___ TEKS SUMBER ___

MALANGTIMES- Audensi terkait proyeksi kelapa sawit di Kabupaten Malang, sejumlah aktivis yang tergabung dalam Aliansi Selamatkan Lingkungan Malang Selatan (ASLIMAS), mulai dari WALHI, MCW, LBH Malang, KTH, serta para pegiat lingkungan Malang Raya mendatangi Kantor DPRD Kabupaten Malang, Kamis (10/6/2021).
Audensi tersebut, ASLIMAS menolak adanya pembangunan kelapa sawit di Kabupaten Malang. Menurut Jubir Aliansi Selamatkan Lingkungan Malang Selatan, Atha Nursasi mengatakan bahwa pembangunan kelapa sawit akan berdampak kerusakan di berbagai sektor. Di antaranya mulai dari sektor ekonomi, lingkungan, sosial, bahkan berpotensi memicu adanya korupsi.
Baca Juga : Kunjungan Turun Drastis, Disporapar Kota Malang Terapkan Strategi Khusus Tarik Wisatawan Mancanegara
"Kami melihat dalam berbagai perspektif tentu secara lingkungan hidup, segala resiko dan berbagai ancaman. Selain itu perkebunan kelapa sawit itu juga berkaitan dengan problem korupsi," ujarnya.
Nursasi mencontohkan, seperti halnya di beberapa daerah dengan lahan perkebunan sawit yang besar dengan pengelolaannya begitu besar, dari hasil investigasi dan hasil kajian dari Komisi Pemberantas Korupsi (KPK) menyebutkan bahwa untuk kerentanan tata pengelolaan kelapa sawit adalah korupsi, begitu juga berkaitan dengan proses perizinan.
Terjadinya pembangunan tersebut, juga ada kondisi di mana Pemerintah Daerah (Pemda) itu mengalami sitausi dilematis. Di satu sisi, harus memenuhi atau mengakomodir kepentingan ekonomi global di sektor perkebunan sawit. Di lain sisi juga perlu menyiapkan atau menyesuaikan kebijakan-kebijakan daerah dengan nasional, yang berkaitan dengan upaya melancarkan agenda investasi di sektor perkebunan sawit.
"Nah kerentanan ini juga akan memicu terjadinya korupsi," ujarnya.

___

**TUGAS LATIHAN:**
1. Menurut berita sawit, pada hari dan tanggal berapa para aktivis ASLIMAS mendatangi Kantor DPRD Kabupaten Malang?
2. Tentukan apakah setiap pernyataan berikut sesuai dengan berita sawit, lalu kutip kata-kata berita yang menjadi penentunya. (a) ASLIMAS mendukung pembangunan kelapa sawit di Kabupaten Malang. (b) Juru bicara aliansi itu bernama Atha Nursasi. (c) Kajian KPK menyebut kerentanan tata pengelolaan kelapa sawit adalah korupsi.
3. Sambung berita sawit dengan menulis lanjutannya, dimulai tepat setelah kalimat terakhirnya.
Daftar yang tercantum sesudah ini diambil dari sumber yang berbeda dengan berita sawit.

___ DATA MENTAH ___

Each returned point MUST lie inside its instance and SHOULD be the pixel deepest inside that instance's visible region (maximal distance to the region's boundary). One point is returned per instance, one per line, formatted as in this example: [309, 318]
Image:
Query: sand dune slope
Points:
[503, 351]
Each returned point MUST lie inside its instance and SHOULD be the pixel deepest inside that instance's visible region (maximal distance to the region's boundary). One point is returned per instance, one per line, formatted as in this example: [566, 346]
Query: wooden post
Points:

___

**JAWABAN TUGAS:**
1. Kamis, 10 Juni 2021.

2.
(a) Tidak: "ASLIMAS menolak adanya pembangunan kelapa sawit di Kabupaten Malang".
(b) Ya: "Jubir Aliansi Selamatkan Lingkungan Malang Selatan, Atha Nursasi".
(c) Ya: "kerentanan tata pengelolaan kelapa sawit adalah korupsi".

3.
Mengingat kasus sebelumnya di Kabupaten Malang telah terjadi kasus korupsi di sektor tambang pasir besi pada tahun 2016 lalu. Yang kemudian kalah, karena pegiat lingkungan kompak untuk menggugat.
"Kejadian itu dapat memicu korupsi dan nilainya tidak sedikit. Kekhawatiran itu yang mungkin bisa terjadi manakala pola yang dipakai itu sama. Terlebih perda RT/RW Kabupaten Malang atau kebijakan tata ruang Kabupaten Malang itu menempatkan wilayah selatan malang adalah wilayah konservasi. Yang berarti tidak boleh dialihfungsikan sebagai tempat industri perkebunan kelapa sawit," ujarnya.
Rencana pembangunan kelapa sawit dengan lahan sekitar 60 ribu hektar, Bupati Kabupaten Malang, Sanusi pernah mengatakan bahwa kondisi geografis di Kabupaten Malang akan disesuaikan dengan kondisi geografis di daerah yang sudah menanam kelapa sawit terlebih dahulu, seperti Sumatera dan Kalimantan. Menurut Nursasi, hampir 60 persen wilayah Kabupaten Malang itu adalah daerah karst (kawasan batu gamping) dan juga wilayah Kabupaten Malang secara teritorial adalah daerah pesisir. Sementara lahan 60 ribu hektar itu pasti akan membentang di beberapa desa atau kecamatan.
"Itu juga akan menimbulkan terjadinya alih fungsi besar-besaran dan memicu konflik sosial. Maka kami mendorong agar pihak DPRD Kabupaten Malang bertindak tegas. Jika menolak, ya menolak. Jika mendukung ya mendukung. Tidak boleh kabur," ujarnya.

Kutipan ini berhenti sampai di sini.